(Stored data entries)
*-*-*

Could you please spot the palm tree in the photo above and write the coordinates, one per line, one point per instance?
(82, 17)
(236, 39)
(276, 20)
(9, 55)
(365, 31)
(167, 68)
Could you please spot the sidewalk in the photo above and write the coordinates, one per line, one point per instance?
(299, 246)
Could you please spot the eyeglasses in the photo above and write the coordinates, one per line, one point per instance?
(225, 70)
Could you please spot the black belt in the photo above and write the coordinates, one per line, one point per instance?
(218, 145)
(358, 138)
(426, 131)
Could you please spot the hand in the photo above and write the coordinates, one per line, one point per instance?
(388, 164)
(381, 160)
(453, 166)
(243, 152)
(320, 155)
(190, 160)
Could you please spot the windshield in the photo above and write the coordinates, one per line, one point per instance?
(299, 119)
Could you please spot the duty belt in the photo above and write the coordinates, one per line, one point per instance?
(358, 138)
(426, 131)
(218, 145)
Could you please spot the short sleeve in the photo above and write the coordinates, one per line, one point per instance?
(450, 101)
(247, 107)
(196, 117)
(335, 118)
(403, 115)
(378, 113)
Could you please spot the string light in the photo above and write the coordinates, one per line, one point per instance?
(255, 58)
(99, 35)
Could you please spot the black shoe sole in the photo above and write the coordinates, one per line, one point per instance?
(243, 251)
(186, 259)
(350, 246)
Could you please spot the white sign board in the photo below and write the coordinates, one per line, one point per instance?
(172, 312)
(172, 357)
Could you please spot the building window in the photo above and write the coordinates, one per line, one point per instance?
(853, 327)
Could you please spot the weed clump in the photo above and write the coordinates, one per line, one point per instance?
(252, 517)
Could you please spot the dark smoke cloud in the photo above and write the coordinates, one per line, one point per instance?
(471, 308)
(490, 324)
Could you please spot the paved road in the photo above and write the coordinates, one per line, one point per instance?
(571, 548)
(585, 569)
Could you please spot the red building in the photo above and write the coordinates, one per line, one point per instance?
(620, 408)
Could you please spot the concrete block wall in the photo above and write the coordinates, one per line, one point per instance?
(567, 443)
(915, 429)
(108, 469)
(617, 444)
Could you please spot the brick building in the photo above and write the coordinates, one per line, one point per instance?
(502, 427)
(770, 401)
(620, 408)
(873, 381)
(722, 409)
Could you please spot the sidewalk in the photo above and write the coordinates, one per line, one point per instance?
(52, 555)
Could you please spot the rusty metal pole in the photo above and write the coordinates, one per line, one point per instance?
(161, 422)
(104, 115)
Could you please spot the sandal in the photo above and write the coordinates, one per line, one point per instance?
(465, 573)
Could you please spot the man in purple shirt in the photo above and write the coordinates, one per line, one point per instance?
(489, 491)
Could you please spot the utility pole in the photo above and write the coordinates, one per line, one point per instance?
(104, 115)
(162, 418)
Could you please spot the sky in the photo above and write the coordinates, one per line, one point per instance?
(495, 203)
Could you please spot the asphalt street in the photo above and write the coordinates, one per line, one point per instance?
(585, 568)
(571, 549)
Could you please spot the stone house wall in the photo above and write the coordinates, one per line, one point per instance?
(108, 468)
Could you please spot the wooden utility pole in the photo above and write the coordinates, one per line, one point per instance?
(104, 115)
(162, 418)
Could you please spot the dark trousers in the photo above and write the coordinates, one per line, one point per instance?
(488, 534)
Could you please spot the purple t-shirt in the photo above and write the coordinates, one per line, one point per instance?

*-*-*

▸ **To do**: Each line of the data should be transcribed exactly.

▸ **The answer**:
Could you please spot the palm tree in the photo above and write the coordinates, one per line, one point per instance?
(82, 17)
(236, 39)
(276, 20)
(9, 55)
(365, 31)
(167, 68)
Could you please spot the sidewalk in the photo above and write the coordinates, one per line, one point per instance?
(299, 246)
Could you please spot the eyeglasses in the photo above and write the coordinates, one per line, one point per instance?
(225, 70)
Could you please spot the black belt in the photo above and write the coordinates, one per line, one point per instance?
(218, 145)
(358, 138)
(426, 131)
Could you please spot the hand in the photo above and write the coordinates, one per line, one point per instance?
(388, 164)
(381, 160)
(453, 166)
(243, 152)
(320, 155)
(190, 160)
Could you please spot the windshield in the photo above and write the coordinates, one per line, one point per instance?
(299, 119)
Could you please spot the duty belt in the photo above and write the coordinates, one per line, one point per instance?
(358, 138)
(426, 131)
(218, 145)
Could you please spot the short sleeve in the photo above and write the coordinates, one per line, one point per instance?
(450, 101)
(247, 107)
(196, 117)
(335, 118)
(403, 115)
(378, 113)
Could you please spot the string light in the photo above and write the coordinates, one per line, one point per instance?
(255, 58)
(99, 35)
Could you please spot the black shoe sole in the photo above and write the coordinates, one per line, one point per instance?
(243, 251)
(186, 259)
(350, 246)
Could you please spot the white sign board in the photo below and write the coordinates, one per line, one point per instance?
(172, 312)
(172, 357)
Could you please spot the building window in the photo above and write the coordinates, one per line, one point per instance?
(853, 327)
Could you please spot the weed clump in the photo above and write the coordinates, one per line, one point per instance?
(252, 517)
Could you please spot the dark smoke cloud in the photo above and write the coordinates, one per line, one point per instance?
(471, 308)
(490, 324)
Could you please spot the paved road in the photo above and write the coordinates, one per line, one point per instance?
(571, 548)
(585, 569)
Could you please spot the red building in the photo above and write the coordinates, one per line, one point per instance?
(620, 408)
Could you please spot the concrete block wall in the photo above and write the coordinates, one per line, one point per instance?
(567, 443)
(915, 429)
(108, 469)
(617, 444)
Could you please spot the brick building in the photo above and write the coordinates, one per line, one point per instance?
(502, 427)
(770, 401)
(620, 408)
(873, 381)
(722, 409)
Could you please spot the sidewalk in the photo above and write the coordinates, one per line, one point per instance?
(52, 555)
Could you please spot the rusty metal pole in the photo above and write the coordinates, one per line, one point per instance?
(161, 422)
(104, 115)
Could you please spot the sandal in the photo above and write the coordinates, one per line, one point per instance?
(465, 573)
Could you please spot the man in purple shirt in the photo above and write the coordinates, one per line, one point per instance?
(489, 491)
Could you please spot the utility pole in the photo above and write the coordinates, one per line, one point per instance?
(104, 115)
(162, 418)
Could you please spot the sky in the photo above and write the coordinates, one per line, one point per instance?
(495, 203)
Could you please spot the asphalt street in the photo above and write the coordinates, one per line, one point per instance?
(585, 568)
(571, 549)
Could you please spot the stone house wall in the photo above and write the coordinates, one per line, one point per instance?
(108, 468)
Could you please spot the wooden utility pole in the photo above and write the coordinates, one per line, one point per instance?
(104, 115)
(162, 418)
Could you please spot the dark trousers in the photo above and write the coordinates, one per line, one point per instance?
(488, 534)
Could you please spot the purple t-shirt in the photo above and write the coordinates, one per line, one point per instance?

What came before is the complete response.